## DOCUMENT
⟨
# Is my cat worth it



## Alman (Jun 29, 2016)

I drive a suzuki grand vitara ((suv) and get 17.9 mpg..Am I losing money driving people around at this rate


----------



## yojimboguy (Mar 2, 2016)

I'm sure your cat comforts you when you get home, so probably -- yes.


----------



## The Mollusk (Feb 13, 2016)

How much did you pay for your cat? Does it have any features ?

Most of the time you can get a free one at the shelter or just pick one up in an alley.


----------



## The Mollusk (Feb 13, 2016)

There's probably a ratio between aggravation and comfort . If the cat causes >50% agg, it's probably time to ditch it.


----------



## Ben105 (Feb 27, 2016)

I would say yet. I don't know what the price per mile is in your market, but whatever it is, you need to deduct gas, wear and tear, maintenance, and dead miles (to name a few) and figure out what you're going to actually earn per mile. I would say it will "look" profitable because there is a weekly positive influx of money in your bank account, but as others have said, it's like a payday loan. Eventually you'll be in the red.


----------



## Louisvilleuberguy (Aug 3, 2016)

I'm not really a cat person but have met a few OTR Truck Drivers and they won't drive without their Cat. They say they are perfect for OTR drivers. But Uber would frown on this as would your riders.

As far as your Suzuki it just depends. Most drivers I know in different areas have slightly different results and methods. You should of already calculated your expenses and income and know if your making or loosing money. If you haven't I would start doing that yesterday. Then you have to make sure that when you eventually kill this Suzuki or your cat dies will you be able to replace it? 

Honestly with all joking aside you need to do a simple profit and loss and see what your making or loosing. I enjoy what I do but would not do it if it was making me zero or costing me money.


----------



## tohunt4me (Nov 23, 2015)

Yes cats can be worth it.
Go buy your cat some roast beef.


----------



## Atom guy (Jul 27, 2016)

My cat is worth it, even though she is a pain in the ass sometimes.


----------



## Atom guy (Jul 27, 2016)

The only thing different between the Suzuki and a more efficient car is the gas expense. So say you drive 500 miles a week at 17.9 mpg. Thats 28 gallons at $2/gallon, so $56 for the week. If you got a car that averaged 30 mpg, your gas expense would be $33 for the week. So the Suzuki is definitely costing you more money, but is it a bank breaker? No.
⟩
## CHALLENGE
In the cat thread, what weekly gas cost does the Suzuki come to for 500 miles at 17.9 mpg?

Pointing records
⟨
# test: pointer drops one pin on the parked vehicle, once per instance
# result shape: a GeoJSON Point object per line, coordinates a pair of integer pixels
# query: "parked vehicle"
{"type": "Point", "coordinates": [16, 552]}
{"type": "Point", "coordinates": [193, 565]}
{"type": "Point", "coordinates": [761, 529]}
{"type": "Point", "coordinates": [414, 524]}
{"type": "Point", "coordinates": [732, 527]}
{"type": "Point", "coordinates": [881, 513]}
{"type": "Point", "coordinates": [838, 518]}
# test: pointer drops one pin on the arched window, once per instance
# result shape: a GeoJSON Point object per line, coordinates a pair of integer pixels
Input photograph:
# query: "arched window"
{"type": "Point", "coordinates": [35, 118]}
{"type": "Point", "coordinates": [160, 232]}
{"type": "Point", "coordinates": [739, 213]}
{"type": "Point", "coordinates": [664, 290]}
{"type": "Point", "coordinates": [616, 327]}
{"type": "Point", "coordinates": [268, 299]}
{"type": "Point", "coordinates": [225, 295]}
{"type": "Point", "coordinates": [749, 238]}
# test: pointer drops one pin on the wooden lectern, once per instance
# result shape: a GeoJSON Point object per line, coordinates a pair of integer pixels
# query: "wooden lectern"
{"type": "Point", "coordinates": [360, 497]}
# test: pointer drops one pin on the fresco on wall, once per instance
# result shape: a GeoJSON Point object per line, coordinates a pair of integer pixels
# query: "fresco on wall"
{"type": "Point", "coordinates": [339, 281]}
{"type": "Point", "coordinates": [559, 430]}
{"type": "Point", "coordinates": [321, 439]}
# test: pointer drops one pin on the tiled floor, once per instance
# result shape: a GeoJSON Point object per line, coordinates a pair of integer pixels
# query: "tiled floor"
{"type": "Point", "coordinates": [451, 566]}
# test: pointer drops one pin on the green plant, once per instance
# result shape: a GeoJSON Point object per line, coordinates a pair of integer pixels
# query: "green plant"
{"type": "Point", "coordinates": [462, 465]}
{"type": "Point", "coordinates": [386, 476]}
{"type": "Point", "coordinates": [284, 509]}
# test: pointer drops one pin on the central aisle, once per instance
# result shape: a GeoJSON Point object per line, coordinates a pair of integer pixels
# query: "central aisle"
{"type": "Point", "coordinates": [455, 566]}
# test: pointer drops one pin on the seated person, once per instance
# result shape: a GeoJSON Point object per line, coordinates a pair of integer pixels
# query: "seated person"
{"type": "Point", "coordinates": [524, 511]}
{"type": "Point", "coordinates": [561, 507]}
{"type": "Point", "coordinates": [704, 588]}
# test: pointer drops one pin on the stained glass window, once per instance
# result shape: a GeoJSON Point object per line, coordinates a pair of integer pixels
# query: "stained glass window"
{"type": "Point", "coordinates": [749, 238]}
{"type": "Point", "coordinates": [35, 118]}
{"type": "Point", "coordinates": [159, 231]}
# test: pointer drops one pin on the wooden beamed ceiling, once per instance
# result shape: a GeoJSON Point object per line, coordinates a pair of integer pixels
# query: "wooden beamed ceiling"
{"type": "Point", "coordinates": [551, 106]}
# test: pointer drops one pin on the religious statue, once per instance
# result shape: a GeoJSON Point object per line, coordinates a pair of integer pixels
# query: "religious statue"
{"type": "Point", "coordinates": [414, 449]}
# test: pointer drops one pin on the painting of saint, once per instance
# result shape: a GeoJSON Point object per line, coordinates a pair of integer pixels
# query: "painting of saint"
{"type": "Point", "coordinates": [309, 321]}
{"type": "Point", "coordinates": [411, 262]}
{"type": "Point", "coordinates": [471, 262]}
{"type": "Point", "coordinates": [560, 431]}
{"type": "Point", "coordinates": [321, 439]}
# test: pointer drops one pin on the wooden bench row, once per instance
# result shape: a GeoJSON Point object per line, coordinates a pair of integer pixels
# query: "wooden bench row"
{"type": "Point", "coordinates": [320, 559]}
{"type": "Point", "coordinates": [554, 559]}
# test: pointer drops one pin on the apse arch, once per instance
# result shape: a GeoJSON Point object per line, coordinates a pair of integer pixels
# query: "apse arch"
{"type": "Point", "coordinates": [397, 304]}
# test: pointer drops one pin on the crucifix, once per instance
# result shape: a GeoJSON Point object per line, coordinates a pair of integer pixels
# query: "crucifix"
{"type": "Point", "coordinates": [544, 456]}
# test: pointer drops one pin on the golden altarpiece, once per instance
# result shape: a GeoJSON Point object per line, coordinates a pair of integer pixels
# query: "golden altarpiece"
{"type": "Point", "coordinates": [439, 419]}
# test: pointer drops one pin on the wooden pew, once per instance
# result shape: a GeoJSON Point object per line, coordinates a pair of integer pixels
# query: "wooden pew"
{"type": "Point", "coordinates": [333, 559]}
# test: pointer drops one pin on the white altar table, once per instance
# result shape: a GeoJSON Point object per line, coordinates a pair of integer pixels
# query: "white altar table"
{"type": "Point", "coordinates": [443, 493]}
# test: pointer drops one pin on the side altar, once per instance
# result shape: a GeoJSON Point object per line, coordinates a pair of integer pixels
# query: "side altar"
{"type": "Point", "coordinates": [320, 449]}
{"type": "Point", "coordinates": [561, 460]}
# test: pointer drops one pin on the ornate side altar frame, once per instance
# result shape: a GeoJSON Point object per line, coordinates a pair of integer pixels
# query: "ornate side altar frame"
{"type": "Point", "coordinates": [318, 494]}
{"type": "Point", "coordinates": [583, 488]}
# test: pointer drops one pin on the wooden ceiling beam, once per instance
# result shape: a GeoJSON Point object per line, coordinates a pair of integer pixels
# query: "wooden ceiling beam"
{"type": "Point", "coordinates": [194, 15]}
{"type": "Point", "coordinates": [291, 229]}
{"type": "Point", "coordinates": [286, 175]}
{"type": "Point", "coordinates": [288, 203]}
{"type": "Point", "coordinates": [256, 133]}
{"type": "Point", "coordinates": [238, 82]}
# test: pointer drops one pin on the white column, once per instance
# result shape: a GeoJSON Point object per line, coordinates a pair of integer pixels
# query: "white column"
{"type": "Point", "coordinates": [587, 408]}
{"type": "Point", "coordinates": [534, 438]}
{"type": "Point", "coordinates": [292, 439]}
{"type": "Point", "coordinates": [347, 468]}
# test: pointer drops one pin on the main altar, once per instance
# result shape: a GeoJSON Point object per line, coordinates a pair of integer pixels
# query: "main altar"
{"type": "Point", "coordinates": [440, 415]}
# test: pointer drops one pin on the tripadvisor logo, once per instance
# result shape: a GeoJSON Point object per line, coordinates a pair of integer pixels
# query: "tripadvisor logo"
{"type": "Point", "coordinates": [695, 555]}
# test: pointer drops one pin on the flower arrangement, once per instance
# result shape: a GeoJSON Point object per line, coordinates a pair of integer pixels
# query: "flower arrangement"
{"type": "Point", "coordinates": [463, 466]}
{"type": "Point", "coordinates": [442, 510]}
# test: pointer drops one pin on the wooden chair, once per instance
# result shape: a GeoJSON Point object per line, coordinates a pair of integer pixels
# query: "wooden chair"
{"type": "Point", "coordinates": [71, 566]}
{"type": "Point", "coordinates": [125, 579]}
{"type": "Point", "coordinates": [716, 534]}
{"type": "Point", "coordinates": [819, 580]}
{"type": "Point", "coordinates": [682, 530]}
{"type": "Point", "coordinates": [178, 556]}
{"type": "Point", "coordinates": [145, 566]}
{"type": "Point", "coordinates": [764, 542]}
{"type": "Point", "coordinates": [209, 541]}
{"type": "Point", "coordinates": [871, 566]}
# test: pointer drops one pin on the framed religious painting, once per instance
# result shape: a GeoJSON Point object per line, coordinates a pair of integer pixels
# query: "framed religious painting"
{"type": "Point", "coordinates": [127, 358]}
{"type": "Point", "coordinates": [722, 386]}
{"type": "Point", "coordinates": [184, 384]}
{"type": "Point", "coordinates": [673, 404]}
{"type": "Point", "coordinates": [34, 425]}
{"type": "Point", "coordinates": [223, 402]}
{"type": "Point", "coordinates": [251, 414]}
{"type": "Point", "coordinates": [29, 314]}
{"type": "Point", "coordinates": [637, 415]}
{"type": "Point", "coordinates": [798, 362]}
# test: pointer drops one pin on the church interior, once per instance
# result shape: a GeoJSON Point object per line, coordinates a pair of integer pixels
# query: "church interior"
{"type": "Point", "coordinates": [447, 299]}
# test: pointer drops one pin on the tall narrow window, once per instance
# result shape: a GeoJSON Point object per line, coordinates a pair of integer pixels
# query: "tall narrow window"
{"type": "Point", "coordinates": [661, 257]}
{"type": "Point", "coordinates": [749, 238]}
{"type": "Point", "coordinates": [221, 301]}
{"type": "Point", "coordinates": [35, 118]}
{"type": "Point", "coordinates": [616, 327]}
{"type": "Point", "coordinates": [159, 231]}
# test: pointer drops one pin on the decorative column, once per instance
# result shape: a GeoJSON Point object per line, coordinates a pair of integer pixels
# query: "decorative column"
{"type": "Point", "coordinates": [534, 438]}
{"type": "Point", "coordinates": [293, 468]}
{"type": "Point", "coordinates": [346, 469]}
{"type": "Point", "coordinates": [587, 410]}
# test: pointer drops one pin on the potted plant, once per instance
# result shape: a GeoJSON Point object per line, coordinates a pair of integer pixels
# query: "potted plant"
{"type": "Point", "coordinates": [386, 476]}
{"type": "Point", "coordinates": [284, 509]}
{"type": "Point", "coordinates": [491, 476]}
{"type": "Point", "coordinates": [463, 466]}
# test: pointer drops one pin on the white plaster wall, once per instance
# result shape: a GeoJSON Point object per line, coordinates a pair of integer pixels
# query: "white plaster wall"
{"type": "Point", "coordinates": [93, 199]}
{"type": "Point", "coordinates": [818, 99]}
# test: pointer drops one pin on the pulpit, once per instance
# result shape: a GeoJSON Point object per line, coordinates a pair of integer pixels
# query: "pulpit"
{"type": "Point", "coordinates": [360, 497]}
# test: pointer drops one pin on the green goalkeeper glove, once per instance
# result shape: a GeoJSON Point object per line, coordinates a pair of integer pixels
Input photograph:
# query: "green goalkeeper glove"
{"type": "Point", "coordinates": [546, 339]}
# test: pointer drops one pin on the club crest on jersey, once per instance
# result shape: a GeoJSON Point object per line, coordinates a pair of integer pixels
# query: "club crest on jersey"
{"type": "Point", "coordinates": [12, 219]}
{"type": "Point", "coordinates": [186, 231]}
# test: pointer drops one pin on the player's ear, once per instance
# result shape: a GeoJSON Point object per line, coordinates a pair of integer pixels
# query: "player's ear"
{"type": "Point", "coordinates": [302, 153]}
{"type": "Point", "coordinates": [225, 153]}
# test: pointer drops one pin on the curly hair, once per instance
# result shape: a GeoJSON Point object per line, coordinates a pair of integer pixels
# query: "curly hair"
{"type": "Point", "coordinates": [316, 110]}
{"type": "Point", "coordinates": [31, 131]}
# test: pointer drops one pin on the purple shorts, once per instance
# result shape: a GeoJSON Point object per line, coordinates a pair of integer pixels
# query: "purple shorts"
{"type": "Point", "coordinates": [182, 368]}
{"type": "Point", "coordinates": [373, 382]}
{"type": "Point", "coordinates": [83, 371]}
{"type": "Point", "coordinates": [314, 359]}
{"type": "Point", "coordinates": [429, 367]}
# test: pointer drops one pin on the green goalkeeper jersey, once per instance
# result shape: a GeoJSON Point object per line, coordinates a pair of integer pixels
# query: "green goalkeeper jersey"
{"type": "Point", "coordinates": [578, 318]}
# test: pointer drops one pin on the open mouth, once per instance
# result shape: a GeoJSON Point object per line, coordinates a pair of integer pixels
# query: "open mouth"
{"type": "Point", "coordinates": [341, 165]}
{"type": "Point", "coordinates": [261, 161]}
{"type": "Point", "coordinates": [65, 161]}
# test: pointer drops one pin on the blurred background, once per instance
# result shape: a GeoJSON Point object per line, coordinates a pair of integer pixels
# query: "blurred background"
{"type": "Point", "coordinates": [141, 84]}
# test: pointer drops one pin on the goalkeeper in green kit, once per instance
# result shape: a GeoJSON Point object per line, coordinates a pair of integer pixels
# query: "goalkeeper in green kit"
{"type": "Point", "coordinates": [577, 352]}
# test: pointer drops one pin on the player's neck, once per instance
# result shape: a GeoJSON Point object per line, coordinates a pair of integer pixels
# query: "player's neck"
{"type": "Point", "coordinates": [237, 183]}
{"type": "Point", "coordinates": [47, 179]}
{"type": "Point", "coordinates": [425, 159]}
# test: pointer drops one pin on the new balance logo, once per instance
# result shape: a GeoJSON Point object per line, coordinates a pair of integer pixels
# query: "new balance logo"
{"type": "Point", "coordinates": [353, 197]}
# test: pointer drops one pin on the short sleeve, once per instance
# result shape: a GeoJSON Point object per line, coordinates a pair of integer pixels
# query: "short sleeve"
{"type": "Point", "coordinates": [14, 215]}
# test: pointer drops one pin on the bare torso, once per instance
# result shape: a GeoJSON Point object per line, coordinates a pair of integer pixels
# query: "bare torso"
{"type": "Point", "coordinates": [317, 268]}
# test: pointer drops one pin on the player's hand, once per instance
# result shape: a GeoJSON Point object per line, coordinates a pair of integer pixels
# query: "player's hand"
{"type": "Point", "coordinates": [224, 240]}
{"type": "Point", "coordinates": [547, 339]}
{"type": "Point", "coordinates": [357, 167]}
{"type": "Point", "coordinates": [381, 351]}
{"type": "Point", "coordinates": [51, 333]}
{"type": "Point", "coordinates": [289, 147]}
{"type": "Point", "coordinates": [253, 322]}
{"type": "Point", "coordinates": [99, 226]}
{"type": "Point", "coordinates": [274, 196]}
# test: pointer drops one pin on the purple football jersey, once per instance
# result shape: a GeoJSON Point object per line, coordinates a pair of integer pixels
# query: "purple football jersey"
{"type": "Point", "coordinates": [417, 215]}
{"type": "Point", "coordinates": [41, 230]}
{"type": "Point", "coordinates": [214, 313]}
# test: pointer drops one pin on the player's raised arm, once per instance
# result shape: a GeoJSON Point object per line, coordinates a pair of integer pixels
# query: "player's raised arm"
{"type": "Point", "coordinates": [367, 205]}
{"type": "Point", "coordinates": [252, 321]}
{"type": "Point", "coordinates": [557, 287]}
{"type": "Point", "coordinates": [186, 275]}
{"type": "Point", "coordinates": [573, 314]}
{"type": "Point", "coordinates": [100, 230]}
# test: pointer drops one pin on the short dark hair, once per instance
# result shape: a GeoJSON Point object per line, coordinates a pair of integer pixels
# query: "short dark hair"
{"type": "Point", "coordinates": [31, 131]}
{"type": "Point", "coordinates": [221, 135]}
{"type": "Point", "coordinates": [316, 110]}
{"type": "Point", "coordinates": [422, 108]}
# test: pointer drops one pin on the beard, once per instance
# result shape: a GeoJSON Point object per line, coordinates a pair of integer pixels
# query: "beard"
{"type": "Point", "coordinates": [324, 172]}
⟩
## IN RESPONSE
$56 for the week.